Information provided:
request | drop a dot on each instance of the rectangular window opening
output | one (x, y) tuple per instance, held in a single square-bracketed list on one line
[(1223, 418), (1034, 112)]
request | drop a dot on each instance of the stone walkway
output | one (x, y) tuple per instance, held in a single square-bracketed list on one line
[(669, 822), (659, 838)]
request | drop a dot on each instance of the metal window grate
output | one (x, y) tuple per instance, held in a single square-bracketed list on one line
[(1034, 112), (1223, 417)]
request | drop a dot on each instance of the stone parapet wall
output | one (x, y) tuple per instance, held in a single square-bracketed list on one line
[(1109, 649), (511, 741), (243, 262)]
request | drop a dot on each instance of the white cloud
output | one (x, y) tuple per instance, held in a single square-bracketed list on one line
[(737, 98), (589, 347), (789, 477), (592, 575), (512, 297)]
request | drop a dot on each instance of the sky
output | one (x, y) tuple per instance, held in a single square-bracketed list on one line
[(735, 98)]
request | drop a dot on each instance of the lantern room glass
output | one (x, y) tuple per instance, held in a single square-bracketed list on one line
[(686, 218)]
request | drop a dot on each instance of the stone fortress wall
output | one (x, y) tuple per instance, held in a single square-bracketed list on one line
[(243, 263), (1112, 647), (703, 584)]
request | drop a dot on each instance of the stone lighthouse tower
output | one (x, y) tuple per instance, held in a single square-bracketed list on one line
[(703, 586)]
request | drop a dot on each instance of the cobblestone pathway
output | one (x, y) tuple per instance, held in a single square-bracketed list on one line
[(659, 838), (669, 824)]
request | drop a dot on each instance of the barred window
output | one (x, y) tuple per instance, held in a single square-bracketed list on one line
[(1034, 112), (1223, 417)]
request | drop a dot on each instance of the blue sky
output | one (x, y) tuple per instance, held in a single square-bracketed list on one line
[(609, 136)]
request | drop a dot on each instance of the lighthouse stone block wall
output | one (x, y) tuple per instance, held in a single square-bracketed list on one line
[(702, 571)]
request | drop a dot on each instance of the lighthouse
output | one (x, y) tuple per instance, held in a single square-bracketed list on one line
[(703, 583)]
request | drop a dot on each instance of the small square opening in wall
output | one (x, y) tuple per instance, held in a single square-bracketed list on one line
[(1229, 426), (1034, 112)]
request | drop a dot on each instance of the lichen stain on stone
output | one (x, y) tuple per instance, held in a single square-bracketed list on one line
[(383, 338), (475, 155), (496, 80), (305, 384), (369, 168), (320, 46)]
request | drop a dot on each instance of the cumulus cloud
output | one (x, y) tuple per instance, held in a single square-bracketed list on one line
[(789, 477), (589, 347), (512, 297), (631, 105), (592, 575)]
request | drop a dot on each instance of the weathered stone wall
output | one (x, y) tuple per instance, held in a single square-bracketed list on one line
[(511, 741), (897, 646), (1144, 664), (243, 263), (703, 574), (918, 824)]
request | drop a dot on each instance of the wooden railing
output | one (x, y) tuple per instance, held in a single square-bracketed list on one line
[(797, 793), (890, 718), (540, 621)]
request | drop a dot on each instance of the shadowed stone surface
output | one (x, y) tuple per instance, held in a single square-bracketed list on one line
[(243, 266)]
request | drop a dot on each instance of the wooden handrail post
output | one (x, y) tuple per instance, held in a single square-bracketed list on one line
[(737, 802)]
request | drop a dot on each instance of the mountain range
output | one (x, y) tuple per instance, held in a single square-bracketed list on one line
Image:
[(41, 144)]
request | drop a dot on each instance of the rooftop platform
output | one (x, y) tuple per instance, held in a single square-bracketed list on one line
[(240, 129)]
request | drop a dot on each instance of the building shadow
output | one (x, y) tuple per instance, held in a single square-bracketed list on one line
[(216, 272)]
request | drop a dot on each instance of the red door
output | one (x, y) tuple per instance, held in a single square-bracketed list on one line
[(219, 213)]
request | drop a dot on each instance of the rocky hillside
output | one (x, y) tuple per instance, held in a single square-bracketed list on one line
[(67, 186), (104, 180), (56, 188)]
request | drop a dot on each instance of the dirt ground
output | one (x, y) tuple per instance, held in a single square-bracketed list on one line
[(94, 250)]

...

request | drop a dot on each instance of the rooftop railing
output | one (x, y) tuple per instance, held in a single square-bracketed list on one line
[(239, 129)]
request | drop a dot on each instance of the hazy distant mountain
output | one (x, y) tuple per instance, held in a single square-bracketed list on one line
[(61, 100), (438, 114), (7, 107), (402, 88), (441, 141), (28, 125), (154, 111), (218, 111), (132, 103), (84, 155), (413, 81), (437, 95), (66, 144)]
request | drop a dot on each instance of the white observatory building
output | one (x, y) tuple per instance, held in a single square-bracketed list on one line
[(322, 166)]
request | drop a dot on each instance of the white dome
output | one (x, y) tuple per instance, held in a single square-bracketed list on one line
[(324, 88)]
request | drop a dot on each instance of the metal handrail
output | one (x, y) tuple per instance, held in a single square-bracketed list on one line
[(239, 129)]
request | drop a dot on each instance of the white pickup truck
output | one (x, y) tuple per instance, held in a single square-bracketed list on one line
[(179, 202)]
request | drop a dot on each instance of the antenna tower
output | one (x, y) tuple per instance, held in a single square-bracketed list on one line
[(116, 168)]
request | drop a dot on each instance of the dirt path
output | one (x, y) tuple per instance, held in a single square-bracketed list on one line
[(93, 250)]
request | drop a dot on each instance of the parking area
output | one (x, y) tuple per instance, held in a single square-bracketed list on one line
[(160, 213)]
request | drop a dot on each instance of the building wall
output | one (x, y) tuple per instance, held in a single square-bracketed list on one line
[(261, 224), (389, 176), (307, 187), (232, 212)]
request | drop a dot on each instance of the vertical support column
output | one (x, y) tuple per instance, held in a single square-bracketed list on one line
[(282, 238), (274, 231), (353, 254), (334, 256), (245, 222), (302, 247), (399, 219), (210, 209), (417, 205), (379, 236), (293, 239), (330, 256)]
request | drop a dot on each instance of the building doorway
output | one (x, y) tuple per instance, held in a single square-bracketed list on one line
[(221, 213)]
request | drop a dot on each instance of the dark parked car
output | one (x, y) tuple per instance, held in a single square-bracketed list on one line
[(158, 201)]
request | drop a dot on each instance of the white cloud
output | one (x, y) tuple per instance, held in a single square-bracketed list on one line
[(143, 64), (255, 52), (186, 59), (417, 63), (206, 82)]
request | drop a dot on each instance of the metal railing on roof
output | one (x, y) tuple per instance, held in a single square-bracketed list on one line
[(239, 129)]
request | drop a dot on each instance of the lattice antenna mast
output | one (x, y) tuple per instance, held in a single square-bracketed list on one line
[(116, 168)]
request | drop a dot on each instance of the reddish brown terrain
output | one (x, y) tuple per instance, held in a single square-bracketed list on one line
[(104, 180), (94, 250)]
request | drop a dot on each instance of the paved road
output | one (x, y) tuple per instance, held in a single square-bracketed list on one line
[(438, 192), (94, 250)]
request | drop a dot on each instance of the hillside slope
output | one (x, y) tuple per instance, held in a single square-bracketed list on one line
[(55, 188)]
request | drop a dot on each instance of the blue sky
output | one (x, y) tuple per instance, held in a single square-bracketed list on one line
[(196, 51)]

* * *

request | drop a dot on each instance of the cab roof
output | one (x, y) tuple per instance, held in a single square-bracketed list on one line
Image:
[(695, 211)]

What you will do:
Above are some records. Copy each of their lines that holds the string "metal".

Result of the task:
request | drop a dot on each instance of the metal window grate
request | drop a dot on each instance of the metal handrail
request | drop a dot on each instance of the metal railing on roof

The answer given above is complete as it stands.